It’s 2022, and color film shooters are panicking. Their favorite films are disappearing, prices are increasing, and supply shortages are limiting availability around the world. The production of color film simply has not been able to keep up with the ever-increasing demand.
In response, many companies have thrown their hats into the color film ring. Lomography has released many experimental films, and companies like Silberra, Adox, and Cinestill have also recently tried out color film.
Now, there’s a new player on the market: Santa. Yes, Santa Claus himself is trying to bring color film to the good Leica boys and Leica girls around the world. And he needs your help.
From the makers of Santa Rae 1000 and 125 comes a new color film: Santacolor 100! This project is now live on Indiegogo, and you can check it out (along with image samples) right here.
Santa has produced two black & white films before, both made using Russian air surveillance film. Because of the war in Ukraine, though, the company ceased production of both those films. On top of that, the company donated all the costs & profits (Over $26,000) from their remaining stock of film to humanitarian aid in Ukraine.

▶ [STORED ROWS]:
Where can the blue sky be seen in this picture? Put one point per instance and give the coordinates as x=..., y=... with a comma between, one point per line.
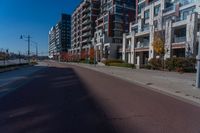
x=34, y=17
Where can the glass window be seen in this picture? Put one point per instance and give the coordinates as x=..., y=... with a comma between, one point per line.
x=156, y=10
x=146, y=14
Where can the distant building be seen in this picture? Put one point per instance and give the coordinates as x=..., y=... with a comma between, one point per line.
x=83, y=27
x=114, y=19
x=60, y=37
x=179, y=22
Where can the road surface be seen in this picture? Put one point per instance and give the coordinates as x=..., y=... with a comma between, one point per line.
x=62, y=98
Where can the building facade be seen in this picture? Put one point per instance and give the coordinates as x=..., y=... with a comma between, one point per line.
x=83, y=27
x=60, y=37
x=177, y=20
x=112, y=22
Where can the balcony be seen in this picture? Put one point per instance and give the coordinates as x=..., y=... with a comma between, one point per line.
x=171, y=8
x=142, y=45
x=179, y=39
x=186, y=2
x=145, y=28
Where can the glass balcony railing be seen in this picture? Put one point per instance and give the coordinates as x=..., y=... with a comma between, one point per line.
x=145, y=28
x=171, y=8
x=179, y=39
x=142, y=44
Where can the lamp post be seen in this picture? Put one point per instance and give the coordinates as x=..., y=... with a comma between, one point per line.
x=29, y=38
x=198, y=67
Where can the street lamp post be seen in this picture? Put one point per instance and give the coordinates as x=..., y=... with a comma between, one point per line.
x=198, y=67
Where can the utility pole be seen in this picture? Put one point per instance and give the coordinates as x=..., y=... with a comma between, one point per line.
x=29, y=39
x=19, y=57
x=29, y=48
x=198, y=67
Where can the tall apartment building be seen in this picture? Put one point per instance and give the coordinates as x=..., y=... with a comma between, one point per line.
x=113, y=21
x=83, y=26
x=179, y=22
x=60, y=36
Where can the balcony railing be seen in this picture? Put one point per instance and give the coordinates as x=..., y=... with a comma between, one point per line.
x=186, y=2
x=179, y=39
x=142, y=45
x=169, y=9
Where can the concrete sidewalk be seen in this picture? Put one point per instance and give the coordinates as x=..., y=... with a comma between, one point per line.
x=181, y=86
x=13, y=79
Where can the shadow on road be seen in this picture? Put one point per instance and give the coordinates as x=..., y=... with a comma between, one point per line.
x=54, y=101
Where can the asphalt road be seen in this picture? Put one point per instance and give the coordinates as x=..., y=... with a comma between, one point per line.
x=68, y=99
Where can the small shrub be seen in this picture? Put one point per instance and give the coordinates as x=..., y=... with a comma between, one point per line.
x=107, y=62
x=155, y=64
x=180, y=64
x=122, y=65
x=147, y=66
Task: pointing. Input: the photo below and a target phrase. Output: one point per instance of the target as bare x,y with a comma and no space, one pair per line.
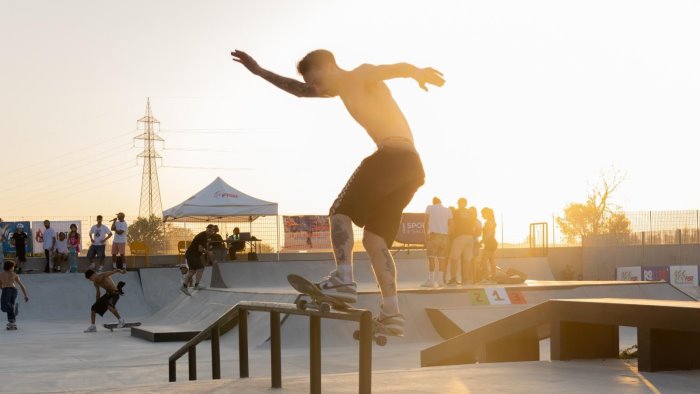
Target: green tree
148,230
597,215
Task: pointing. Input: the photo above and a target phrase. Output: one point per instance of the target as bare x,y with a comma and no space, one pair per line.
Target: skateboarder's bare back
383,184
108,301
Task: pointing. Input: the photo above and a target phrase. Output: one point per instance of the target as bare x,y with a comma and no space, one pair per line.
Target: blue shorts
96,251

▶ [WRITTEN INSTRUCTION 1]:
Translate this sentence from the Santacolor 100 passage into Spanish: "Santa has produced two black & white films before, both made using Russian air surveillance film."
▶ [WRITTEN INSTRUCTION 2]:
Answer from the Santacolor 100 passage:
(a) Besides Lomography, which companies have recently tried out color film?
(b) On what platform is the Santacolor 100 project live?
(c) How much money did the company donate to humanitarian aid in Ukraine?

▶ [TASK SOLUTION 1]:
Santa ha producido antes dos películas en blanco y negro, ambas fabricadas con película rusa de vigilancia aérea.

▶ [TASK SOLUTION 2]:
(a) Silberra, Adox, and Cinestill
(b) Indiegogo
(c) Over $26,000